**Input data**
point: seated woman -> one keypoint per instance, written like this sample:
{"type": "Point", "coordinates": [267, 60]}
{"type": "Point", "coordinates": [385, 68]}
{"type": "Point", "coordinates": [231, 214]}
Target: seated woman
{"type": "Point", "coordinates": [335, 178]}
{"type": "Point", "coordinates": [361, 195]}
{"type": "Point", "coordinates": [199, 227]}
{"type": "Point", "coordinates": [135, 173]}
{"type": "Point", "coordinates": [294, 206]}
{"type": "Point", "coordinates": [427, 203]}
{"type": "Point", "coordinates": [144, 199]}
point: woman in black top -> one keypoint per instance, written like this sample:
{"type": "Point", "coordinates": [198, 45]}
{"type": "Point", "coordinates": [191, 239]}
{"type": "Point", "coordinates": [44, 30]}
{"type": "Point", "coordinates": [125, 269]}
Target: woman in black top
--
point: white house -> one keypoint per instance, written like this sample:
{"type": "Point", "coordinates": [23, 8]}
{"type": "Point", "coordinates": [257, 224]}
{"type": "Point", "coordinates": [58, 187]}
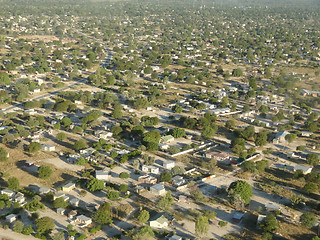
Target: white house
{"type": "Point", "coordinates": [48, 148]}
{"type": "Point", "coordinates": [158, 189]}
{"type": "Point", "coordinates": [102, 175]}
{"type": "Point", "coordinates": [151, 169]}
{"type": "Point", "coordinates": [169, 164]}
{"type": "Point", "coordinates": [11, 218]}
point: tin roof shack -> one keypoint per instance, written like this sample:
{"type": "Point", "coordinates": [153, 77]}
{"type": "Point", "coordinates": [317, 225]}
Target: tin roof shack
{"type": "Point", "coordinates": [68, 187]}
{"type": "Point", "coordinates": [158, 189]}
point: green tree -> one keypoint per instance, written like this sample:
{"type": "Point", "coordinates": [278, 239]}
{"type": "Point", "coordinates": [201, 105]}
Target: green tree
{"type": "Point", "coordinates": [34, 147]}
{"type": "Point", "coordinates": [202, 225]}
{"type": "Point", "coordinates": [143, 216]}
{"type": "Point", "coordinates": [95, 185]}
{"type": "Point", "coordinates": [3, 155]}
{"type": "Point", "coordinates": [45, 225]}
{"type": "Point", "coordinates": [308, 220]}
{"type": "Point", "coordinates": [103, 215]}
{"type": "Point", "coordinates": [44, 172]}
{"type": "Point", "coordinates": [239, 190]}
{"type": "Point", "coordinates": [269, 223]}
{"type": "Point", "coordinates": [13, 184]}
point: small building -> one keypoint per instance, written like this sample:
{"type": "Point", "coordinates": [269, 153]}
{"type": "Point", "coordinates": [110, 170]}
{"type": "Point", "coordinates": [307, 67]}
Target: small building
==
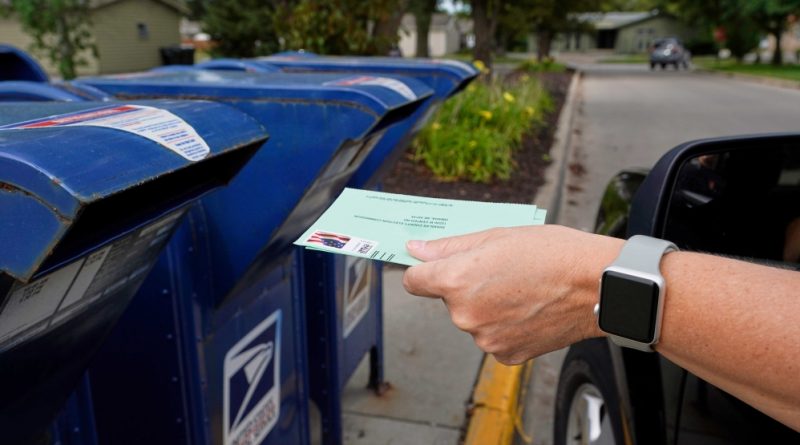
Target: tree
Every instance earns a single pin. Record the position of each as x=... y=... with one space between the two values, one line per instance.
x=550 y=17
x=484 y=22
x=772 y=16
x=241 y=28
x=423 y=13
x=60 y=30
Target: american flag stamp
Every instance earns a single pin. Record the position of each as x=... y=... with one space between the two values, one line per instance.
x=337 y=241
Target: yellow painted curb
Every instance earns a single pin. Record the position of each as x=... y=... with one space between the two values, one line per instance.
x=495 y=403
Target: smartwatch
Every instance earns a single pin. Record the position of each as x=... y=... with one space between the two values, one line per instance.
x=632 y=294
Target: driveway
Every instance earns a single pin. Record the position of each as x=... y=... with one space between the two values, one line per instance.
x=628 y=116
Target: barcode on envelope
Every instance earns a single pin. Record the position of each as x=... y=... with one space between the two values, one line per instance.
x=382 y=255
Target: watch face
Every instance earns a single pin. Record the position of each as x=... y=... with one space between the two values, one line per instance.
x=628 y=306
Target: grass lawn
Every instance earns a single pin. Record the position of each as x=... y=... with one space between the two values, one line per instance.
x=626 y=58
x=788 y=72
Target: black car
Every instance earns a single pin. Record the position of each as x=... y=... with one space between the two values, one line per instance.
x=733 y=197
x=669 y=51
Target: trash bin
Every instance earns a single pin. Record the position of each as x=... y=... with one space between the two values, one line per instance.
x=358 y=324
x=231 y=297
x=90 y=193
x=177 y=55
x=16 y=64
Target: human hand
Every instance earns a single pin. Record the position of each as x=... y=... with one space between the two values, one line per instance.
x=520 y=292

**Problem to work on**
Show all lines above holding the word "small".

**Result below**
point: small building -> one keypoint per instance, written like this sample:
Target: small building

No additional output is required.